*Excerpt provided*.
[start]

Hi, and welcome to Tropical Fish Keeping forum.

Dawn has dealt with your immediate issue; we all learn, sometimes the hard way.

Byron.


----------



## akhall14

*Trying again*

We tested our water 3 times this week and everything has been good each time. We got two new mollies today (one creamsicle, one silver, both females) and we are trying again. Please say a prayer for our new fish. We went back to the petstore where we got the 2 that are thriving from so maybe there is something about the water there that resembles ours at home. No one has been able to find a reason that the others died last weekend. I will keep you posted. Thank you for all of your help.


----------



## akhall14

*Looking good!*

Everyone is still alive this morning and looking good, fins are all up and swimming around. I am suspicious that the creamsicle female may be pregnant, she is really fat around the middle.


----------



## bettababy

It sounds like things are working out for you, however... if you have a pregnant female molly (which is likely if she came from a tank of males/females mixed) then be sure to allow for the fry as part of your tank's total population. A molly can have 50+ fry every 30 days, and this can continue for 3 - 4 months even without a male present. If you wish to keep the fry then I would strongly urge you to look into another or a bigger tank. If you don't wish to keep the fry, thinning out decor when you see them and slowing feedings to that tank to every other day will help the other fish to eat the fry and keep your population in check.


----------



## akhall14

She is no longer fat, and we only saw one fry. She must have had them overnight. They all ate the next day, I am amazed at how much the mollys eat. Is that normal? We bought a baby net, so next time we will try to catch a few. I changed the filter over the weekend (it was very full and yellow) so I am guessing there may have been a lot of fry in there. I did a very small water change (maybe 10%) today just to vacuum the gravel. Thanks so much for your help. My kids are happy and really enjoying the fish. They put on a very good show every evening when we feed them, we have one female that is very dominant and bosses the other 3 fish around.


----------

[end]

*Stored data*.
[start]

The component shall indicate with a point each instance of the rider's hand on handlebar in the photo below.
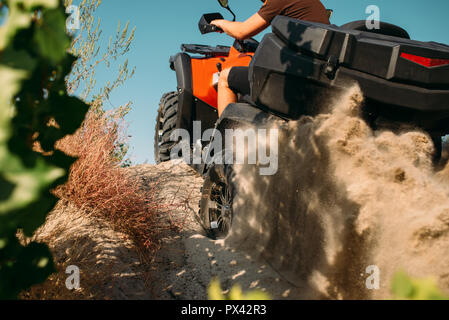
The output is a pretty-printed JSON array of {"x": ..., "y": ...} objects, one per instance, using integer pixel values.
[{"x": 218, "y": 24}]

[end]

*Tasks for this exercise*.
1 - Answer these questions about the forum thread on keeping mollies:
(a) What two new mollies were bought?
(b) How many fry can a molly have every 30 days?
(c) About how big was the water change done to vacuum the gravel?
2 - Rewrite the paragraph of the forum thread that begins "It sounds like things are working out for you" as a short list that keeps its main facts.
The data is not needed for the tasks.

*Answers provided*.
1 -
(a) Two females: one creamsicle and one silver.
(b) 50 or more.
(c) About 10%.

2 -
- A pregnant female molly is likely if she came from a tank with both males and females.
- Count the fry as part of the tank's total population.
- A molly can have 50+ fry every 30 days, and this can go on for 3–4 months even with no male present.
- To keep the fry, look into another or a bigger tank.
- To not keep them, thin out the decor when fry appear and feed that tank only every other day. The other fish will then eat the fry, which keeps the population in check.